____ Data for the task

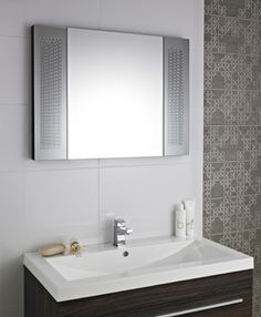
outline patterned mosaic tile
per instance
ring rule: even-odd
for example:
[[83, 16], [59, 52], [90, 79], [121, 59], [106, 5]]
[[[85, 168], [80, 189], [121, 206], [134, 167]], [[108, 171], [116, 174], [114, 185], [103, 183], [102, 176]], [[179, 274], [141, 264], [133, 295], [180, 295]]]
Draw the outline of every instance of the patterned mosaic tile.
[[261, 91], [205, 90], [205, 125], [260, 125]]
[[206, 14], [237, 17], [246, 19], [261, 19], [260, 0], [206, 0]]
[[205, 13], [203, 234], [254, 256], [261, 317], [261, 0]]
[[261, 22], [206, 16], [205, 50], [219, 53], [260, 55]]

________

Reproduce all of the data above line for line without changing anything, and leave the picture out of your answer.

Answer:
outline patterned mosaic tile
per instance
ring rule: even-odd
for example:
[[83, 16], [59, 52], [90, 79], [121, 59], [106, 5]]
[[[85, 168], [80, 189], [121, 206], [134, 167]], [[108, 171], [116, 174], [114, 185], [103, 183], [102, 176]], [[179, 274], [141, 264], [133, 295], [180, 295]]]
Draw the outline of every instance of the patterned mosaic tile.
[[261, 91], [205, 90], [205, 125], [260, 125]]
[[206, 14], [237, 17], [246, 19], [261, 19], [260, 0], [206, 0]]
[[205, 13], [203, 234], [254, 256], [261, 317], [261, 0]]
[[261, 22], [206, 16], [205, 50], [219, 53], [260, 55]]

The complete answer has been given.